# [SET EXERCISE]
Can you give the items below as a two-column CSV with the columns "item" and "points", one row per item, putting each item's text and its answer in a single quoted field with line breaks replaced by spaces? Leave the pictures out.

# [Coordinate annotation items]
--- START ---

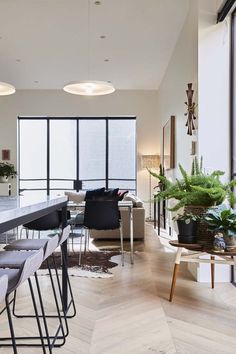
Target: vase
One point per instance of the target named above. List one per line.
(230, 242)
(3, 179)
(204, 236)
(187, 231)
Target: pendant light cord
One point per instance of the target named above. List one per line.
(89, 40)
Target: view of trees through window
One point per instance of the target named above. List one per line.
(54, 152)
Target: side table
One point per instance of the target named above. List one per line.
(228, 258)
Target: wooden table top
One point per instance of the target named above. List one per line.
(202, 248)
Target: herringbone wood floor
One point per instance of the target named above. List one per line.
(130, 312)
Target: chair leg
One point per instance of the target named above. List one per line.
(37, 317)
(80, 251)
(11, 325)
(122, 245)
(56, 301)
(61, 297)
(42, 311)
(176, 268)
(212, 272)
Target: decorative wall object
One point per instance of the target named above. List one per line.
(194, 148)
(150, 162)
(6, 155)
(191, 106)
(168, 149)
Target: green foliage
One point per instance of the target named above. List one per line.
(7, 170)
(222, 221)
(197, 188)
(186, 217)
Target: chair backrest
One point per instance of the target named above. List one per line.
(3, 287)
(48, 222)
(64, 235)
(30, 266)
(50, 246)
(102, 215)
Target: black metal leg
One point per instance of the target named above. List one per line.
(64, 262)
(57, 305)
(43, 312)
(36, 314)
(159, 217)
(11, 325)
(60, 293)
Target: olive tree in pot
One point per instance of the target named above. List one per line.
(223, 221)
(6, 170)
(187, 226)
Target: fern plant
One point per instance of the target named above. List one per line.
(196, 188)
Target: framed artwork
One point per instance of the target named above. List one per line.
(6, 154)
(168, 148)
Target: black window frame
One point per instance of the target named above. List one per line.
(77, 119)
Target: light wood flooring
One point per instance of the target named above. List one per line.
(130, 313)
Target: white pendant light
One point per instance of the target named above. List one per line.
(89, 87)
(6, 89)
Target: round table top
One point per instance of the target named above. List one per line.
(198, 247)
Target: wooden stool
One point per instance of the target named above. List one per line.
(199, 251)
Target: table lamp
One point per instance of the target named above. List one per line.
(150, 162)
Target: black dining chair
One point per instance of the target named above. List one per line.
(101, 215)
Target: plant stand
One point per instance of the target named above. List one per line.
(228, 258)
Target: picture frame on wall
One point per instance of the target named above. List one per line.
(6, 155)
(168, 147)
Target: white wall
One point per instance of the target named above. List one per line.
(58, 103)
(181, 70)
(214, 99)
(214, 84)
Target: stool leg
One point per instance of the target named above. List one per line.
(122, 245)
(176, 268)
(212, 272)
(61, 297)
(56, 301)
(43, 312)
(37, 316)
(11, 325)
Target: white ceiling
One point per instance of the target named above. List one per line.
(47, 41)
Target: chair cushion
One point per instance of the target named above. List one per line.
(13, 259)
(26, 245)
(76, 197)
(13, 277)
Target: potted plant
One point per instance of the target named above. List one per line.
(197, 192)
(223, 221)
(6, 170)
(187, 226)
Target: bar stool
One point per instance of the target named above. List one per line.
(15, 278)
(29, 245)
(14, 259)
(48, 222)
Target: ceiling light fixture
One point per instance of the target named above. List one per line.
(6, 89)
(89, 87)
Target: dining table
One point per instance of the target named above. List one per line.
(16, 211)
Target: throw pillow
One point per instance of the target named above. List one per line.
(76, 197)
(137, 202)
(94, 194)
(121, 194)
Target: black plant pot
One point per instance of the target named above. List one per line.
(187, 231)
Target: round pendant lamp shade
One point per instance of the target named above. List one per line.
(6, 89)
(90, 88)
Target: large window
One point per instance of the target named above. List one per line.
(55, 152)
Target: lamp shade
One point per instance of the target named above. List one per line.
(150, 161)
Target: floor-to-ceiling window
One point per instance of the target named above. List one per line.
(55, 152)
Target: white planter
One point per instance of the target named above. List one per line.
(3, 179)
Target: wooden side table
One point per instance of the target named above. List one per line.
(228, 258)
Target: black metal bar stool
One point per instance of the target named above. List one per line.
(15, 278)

--- END ---

# [SOLVED PROBLEM]
item,points
"Target: vase One point per instance of the target named above. List one per line.","(230, 242) (3, 179) (204, 236) (187, 231)"
"Target: pendant light cord One point per instance of the target named above. List one per line.","(89, 40)"
"Target: view of trees through window One point per instance of the target named above. List one per line.","(54, 152)"
"Target: side table One point per instance of the target named above. List one per line.","(228, 258)"
"Target: wooden table top One point per instance of the target named above. List one per line.","(202, 248)"
"Target: herringbone wood floor One point per instance of the target named above. List one per line.","(130, 312)"
"Target: chair leg One point per instance of the target named above. List one per line.","(37, 317) (80, 251) (11, 325) (122, 245) (56, 301) (61, 297) (42, 311) (176, 268) (212, 272)"
"Target: decorative wall object One point per instance of the target named above. List one per line.","(194, 148) (150, 162) (6, 155) (191, 106) (168, 149)"
"Target: green foliage One point per instance of the target named above. List one per line.","(7, 170) (222, 221) (197, 188) (186, 217)"
"Target: chair backrest One point per instance of the target named above. List one per line.","(3, 287) (48, 222) (64, 235) (30, 266) (50, 246) (102, 215)"
"Target: black metal leg One point per instance of the target named above. List one per line.","(64, 262) (57, 305) (43, 312) (36, 314) (159, 217) (11, 325) (60, 293)"
"Target: olive tree in pot One point per instance of the target named above. List one per line.","(223, 221) (6, 170) (187, 226)"
"Target: fern plant One point per instance of the target named above. List one per line.","(196, 188)"
"Target: framed artwork One point per instance of the target named above. List one per line.","(6, 154) (168, 148)"
"Target: black window frame One point per instance of the target named above. List one per line.","(77, 119)"
"Target: light wood flooring One point per instance of the target named above. List one per line.","(130, 313)"
"Target: white pendant light One point per instance of the target named above. List one per line.","(89, 87) (6, 89)"
"Target: round table top One point per instance of the target named above. List one per line.","(198, 247)"
"Target: wooden stool One point per instance of the target named above. List one per line.","(199, 251)"
"Target: table lamp One point per instance of the target named above. List one per line.","(150, 162)"
"Target: black dining chair One point per instance of the target named above. List one per line.","(101, 215)"
"Target: plant stand One point per instance of the target named above. List one per line.","(228, 258)"
"Target: picture frame on wall One point per instance of the target named above. List one per line.","(6, 155) (168, 147)"
"Target: white wall One point per instance of the target named above. List one per line.","(58, 103) (181, 70) (214, 99) (214, 84)"
"Target: stool leg One point per instance of the target named above. List one per line.","(122, 245) (176, 268) (212, 272) (61, 297) (56, 301) (43, 312) (37, 316) (11, 325)"
"Target: white ceiling One point per instance of the target named above. List one per line.","(47, 41)"
"Target: chair cushion One point per instance of the target named above. List one per line.","(13, 259) (26, 245) (76, 197) (13, 277)"
"Target: potted plant One point per instance of the target named above. List one per line.","(197, 192) (223, 221) (6, 170) (187, 226)"
"Target: bar stool One point per instance of the target named above. List one per line.","(15, 278) (29, 245) (14, 259) (48, 222)"
"Target: ceiling light fixture One point per instance of the target named above. List one per line.","(6, 89) (89, 87)"
"Target: dining table One point per instance of the target named above. List one per line.","(16, 211)"
"Target: throw pillow One point per instance of the target named above. List one per line.","(76, 197) (137, 202) (94, 194) (121, 194)"
"Target: black plant pot One point per instance of the target named above. List one per line.","(187, 231)"
"Target: round pendant lamp shade One point per instance of the target named above. List one per line.","(6, 89) (90, 88)"
"Target: large window One point per instance of the target named above. List one per line.","(55, 152)"
"Target: lamp shade One point per instance of the target named above. List one per line.","(150, 161)"
"Target: floor-to-ceiling window One point per instance of the target named above. List one per line.","(55, 152)"
"Target: white planter One point per instance of the target named above. List one per line.","(3, 179)"
"Target: wooden side table One point per instance of the target named above. List one per line.","(228, 258)"
"Target: black metal bar stool One point per instance of the target named above. List one per line.","(15, 278)"